→ **To be done**:
Please give the lines below, from the one containing "[point] skateboard deck" through the last line, inclusive, as a JSON list of strings with one string per line and blank lines omitted.

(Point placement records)
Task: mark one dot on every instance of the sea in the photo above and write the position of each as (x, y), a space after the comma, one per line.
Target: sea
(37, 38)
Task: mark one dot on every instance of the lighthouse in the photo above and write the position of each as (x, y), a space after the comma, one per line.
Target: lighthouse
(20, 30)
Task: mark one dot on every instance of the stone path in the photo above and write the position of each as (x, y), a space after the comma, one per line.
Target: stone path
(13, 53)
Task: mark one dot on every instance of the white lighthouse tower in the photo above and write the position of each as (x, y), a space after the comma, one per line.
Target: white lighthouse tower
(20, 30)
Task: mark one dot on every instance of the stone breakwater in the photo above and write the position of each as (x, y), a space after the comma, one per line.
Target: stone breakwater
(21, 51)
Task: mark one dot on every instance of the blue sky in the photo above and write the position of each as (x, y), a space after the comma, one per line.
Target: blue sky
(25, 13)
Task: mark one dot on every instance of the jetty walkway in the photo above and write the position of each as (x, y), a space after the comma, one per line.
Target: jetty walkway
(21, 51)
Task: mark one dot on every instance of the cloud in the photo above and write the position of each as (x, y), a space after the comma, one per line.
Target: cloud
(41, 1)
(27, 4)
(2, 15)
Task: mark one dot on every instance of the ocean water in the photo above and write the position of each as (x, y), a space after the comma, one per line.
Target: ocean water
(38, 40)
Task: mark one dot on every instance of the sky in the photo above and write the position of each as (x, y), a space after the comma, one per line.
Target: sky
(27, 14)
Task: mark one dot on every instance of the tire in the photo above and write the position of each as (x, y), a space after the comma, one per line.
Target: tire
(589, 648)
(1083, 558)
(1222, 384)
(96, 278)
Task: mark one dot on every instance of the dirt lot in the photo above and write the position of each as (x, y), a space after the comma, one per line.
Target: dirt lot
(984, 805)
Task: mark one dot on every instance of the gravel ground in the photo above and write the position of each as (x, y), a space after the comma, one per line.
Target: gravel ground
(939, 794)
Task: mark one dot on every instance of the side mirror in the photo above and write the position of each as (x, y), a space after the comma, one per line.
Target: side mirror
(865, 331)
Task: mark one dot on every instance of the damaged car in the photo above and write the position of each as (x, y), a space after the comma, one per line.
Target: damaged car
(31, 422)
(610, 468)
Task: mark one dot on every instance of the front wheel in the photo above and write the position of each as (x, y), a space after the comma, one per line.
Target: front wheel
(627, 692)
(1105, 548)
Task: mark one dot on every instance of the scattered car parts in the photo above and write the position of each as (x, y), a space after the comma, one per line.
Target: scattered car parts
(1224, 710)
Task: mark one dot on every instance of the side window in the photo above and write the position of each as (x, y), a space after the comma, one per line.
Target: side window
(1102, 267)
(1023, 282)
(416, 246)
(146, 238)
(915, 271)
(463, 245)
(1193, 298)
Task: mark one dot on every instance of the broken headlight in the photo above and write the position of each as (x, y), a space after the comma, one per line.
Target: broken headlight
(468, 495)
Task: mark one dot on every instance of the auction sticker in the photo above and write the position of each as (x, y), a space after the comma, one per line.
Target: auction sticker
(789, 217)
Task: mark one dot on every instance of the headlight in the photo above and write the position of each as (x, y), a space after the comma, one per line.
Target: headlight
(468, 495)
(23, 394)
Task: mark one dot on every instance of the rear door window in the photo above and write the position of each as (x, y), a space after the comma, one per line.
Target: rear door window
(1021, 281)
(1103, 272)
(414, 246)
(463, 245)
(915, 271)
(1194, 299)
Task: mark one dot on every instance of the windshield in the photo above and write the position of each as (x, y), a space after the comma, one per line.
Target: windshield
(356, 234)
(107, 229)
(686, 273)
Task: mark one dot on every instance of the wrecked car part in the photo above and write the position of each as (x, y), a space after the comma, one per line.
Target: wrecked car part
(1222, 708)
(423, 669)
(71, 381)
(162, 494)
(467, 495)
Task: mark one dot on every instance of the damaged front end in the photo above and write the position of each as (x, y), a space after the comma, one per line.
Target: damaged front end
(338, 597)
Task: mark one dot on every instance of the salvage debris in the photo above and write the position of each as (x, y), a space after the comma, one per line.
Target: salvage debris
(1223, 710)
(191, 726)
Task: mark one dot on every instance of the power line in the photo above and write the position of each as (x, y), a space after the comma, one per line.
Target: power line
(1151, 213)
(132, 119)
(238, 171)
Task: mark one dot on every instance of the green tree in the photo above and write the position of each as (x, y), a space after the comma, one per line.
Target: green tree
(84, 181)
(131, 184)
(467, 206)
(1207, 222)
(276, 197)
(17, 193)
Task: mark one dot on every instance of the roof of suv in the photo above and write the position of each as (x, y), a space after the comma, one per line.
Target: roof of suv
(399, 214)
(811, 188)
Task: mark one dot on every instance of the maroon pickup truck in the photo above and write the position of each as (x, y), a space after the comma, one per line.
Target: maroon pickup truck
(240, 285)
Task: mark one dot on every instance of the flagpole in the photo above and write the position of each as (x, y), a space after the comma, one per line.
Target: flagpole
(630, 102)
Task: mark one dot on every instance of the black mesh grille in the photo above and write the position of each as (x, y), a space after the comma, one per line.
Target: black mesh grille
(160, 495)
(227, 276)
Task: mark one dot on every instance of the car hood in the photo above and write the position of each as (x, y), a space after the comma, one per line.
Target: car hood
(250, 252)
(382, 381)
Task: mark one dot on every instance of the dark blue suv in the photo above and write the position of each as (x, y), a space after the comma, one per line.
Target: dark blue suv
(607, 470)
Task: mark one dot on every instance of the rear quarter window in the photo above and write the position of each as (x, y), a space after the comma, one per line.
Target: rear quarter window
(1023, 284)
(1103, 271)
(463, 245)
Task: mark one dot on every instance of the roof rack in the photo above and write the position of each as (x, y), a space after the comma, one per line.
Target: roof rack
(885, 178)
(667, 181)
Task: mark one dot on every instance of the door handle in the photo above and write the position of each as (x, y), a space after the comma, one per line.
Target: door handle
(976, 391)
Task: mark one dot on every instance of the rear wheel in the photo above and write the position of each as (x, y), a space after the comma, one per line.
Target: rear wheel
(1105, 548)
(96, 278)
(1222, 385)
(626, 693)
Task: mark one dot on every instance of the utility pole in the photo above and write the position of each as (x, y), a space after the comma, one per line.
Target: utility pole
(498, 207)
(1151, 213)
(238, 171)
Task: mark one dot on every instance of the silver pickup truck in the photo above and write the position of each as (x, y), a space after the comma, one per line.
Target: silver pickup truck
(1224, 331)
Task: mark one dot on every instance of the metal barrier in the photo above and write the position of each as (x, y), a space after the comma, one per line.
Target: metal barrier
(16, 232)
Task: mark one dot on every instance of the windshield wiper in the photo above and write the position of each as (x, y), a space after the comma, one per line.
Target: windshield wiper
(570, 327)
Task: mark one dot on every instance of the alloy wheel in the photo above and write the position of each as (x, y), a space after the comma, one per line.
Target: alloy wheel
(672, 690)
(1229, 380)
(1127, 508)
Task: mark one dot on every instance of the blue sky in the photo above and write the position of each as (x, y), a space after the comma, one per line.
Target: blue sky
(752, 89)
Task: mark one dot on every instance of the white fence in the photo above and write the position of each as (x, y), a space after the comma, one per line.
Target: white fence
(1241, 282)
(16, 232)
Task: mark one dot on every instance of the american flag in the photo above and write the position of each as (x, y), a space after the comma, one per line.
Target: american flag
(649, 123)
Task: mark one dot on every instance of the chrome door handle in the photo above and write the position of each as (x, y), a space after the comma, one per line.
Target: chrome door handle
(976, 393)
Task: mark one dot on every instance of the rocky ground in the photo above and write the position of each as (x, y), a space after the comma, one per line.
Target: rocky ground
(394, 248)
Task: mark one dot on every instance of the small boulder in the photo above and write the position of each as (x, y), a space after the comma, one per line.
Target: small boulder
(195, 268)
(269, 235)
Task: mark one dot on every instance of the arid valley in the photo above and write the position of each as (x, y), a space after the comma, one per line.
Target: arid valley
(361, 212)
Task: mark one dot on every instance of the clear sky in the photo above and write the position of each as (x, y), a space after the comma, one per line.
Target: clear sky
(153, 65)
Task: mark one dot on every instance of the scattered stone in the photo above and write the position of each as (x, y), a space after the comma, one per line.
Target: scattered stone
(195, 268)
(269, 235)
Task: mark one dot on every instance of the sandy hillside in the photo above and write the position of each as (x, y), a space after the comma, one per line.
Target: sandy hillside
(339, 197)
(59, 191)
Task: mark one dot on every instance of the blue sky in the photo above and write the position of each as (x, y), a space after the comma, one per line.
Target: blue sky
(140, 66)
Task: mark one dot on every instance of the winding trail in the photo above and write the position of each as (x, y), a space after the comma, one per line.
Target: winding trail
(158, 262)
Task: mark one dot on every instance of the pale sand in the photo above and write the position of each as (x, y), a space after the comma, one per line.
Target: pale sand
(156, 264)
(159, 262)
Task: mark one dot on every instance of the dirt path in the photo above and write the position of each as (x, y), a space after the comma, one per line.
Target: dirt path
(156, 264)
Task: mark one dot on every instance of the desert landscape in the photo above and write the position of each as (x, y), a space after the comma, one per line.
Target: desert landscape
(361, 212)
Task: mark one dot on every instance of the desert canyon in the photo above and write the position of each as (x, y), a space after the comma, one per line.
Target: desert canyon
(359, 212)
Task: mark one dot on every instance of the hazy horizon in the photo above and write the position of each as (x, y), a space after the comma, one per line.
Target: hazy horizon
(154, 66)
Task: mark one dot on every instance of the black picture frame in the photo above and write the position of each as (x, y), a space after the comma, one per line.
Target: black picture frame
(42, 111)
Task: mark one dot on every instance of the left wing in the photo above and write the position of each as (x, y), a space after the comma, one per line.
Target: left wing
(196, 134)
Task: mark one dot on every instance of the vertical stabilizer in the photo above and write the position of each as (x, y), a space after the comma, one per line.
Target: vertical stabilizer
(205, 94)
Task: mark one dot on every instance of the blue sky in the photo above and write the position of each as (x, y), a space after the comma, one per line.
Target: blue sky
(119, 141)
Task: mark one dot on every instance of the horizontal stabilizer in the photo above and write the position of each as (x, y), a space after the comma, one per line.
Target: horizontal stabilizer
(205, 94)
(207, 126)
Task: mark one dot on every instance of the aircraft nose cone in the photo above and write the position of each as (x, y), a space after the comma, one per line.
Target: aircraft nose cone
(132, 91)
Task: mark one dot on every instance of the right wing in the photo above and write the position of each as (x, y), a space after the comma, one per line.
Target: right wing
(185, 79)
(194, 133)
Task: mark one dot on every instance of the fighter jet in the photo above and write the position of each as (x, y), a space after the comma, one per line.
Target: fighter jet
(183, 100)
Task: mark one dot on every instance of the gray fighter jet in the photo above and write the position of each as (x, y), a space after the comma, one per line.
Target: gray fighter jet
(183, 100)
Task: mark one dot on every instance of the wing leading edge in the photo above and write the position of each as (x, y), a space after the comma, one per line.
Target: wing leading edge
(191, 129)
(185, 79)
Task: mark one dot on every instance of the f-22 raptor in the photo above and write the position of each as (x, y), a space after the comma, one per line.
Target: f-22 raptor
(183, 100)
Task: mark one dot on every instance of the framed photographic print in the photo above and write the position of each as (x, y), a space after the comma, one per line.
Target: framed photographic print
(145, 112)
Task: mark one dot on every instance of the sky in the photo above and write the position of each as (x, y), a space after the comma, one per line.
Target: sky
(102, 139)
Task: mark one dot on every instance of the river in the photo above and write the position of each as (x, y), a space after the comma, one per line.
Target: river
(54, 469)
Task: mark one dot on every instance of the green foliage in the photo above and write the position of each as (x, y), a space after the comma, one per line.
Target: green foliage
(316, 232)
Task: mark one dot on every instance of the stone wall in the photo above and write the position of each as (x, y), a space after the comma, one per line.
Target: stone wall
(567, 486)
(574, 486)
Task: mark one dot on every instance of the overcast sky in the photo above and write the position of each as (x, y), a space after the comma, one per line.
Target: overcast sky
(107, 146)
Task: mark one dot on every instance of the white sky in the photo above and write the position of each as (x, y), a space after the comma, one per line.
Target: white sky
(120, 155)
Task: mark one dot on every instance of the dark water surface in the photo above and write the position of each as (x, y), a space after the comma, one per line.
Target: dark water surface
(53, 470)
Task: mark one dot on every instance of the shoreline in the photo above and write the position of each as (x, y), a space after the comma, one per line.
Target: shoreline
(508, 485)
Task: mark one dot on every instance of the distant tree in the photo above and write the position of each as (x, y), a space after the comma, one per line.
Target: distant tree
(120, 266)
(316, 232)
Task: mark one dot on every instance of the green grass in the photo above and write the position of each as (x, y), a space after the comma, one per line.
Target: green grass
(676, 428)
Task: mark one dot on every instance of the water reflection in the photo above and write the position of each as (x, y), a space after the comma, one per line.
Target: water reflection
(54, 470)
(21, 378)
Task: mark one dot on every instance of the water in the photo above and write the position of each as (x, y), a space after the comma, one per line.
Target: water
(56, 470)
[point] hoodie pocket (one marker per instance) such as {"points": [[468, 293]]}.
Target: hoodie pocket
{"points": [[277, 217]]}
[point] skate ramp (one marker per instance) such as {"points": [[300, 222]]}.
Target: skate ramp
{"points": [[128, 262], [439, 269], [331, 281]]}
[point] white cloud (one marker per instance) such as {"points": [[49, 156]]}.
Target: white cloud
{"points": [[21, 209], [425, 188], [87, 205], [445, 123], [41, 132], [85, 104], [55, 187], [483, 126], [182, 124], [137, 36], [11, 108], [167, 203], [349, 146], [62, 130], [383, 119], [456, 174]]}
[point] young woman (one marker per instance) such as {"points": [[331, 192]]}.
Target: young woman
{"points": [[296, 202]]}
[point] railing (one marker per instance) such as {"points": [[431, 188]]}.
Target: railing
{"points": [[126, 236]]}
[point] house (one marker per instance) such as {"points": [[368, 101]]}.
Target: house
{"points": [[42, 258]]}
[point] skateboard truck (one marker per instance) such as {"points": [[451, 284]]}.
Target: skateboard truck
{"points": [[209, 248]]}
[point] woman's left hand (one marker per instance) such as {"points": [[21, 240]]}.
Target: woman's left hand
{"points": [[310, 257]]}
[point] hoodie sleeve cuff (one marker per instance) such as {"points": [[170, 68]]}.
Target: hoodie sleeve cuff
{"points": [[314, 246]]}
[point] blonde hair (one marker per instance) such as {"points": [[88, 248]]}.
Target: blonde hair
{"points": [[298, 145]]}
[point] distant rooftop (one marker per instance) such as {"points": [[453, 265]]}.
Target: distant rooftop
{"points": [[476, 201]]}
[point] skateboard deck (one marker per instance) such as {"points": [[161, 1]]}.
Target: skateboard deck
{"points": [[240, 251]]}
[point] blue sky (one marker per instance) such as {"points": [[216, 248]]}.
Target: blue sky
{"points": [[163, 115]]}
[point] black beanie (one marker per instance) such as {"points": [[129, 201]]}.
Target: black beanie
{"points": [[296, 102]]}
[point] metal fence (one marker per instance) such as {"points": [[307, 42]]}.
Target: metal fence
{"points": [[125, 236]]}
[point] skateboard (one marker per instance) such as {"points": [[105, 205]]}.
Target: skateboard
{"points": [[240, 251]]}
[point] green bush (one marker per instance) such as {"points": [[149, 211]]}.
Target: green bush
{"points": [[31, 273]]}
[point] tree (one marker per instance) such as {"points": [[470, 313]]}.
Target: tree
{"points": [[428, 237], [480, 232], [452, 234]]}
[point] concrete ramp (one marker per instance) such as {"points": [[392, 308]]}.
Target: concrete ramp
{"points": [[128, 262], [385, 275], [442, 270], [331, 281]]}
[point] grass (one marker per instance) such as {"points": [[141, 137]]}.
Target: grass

→ **Completed exercise**:
[
  "[point] skateboard deck (one marker per instance) such as {\"points\": [[161, 1]]}.",
  "Target: skateboard deck",
  "{\"points\": [[240, 251]]}",
  "[point] blue sky (one marker per instance) such as {\"points\": [[216, 248]]}.",
  "Target: blue sky",
  "{\"points\": [[163, 115]]}",
  "[point] black beanie (one marker per instance) such as {\"points\": [[129, 201]]}.",
  "Target: black beanie",
  "{\"points\": [[296, 102]]}",
  "[point] metal fence (one marker per instance) such as {\"points\": [[307, 42]]}.",
  "Target: metal fence",
  "{\"points\": [[125, 236]]}",
  "[point] skateboard (one marker per instance) such as {\"points\": [[105, 205]]}.",
  "Target: skateboard",
  "{\"points\": [[240, 251]]}",
  "[point] green bush (one marker per instance) such as {\"points\": [[149, 211]]}.",
  "Target: green bush",
  "{\"points\": [[31, 273]]}",
  "[point] tree (one marker per instance) such as {\"points\": [[470, 313]]}.",
  "Target: tree",
  "{\"points\": [[428, 237], [480, 232], [452, 234]]}",
  "[point] concrete ramp (one marker per instance) such as {\"points\": [[392, 308]]}.",
  "Target: concrete ramp",
  "{\"points\": [[128, 262], [385, 275], [442, 270], [331, 281]]}",
  "[point] grass (one marker per instance) such as {\"points\": [[141, 137]]}.",
  "Target: grass"
]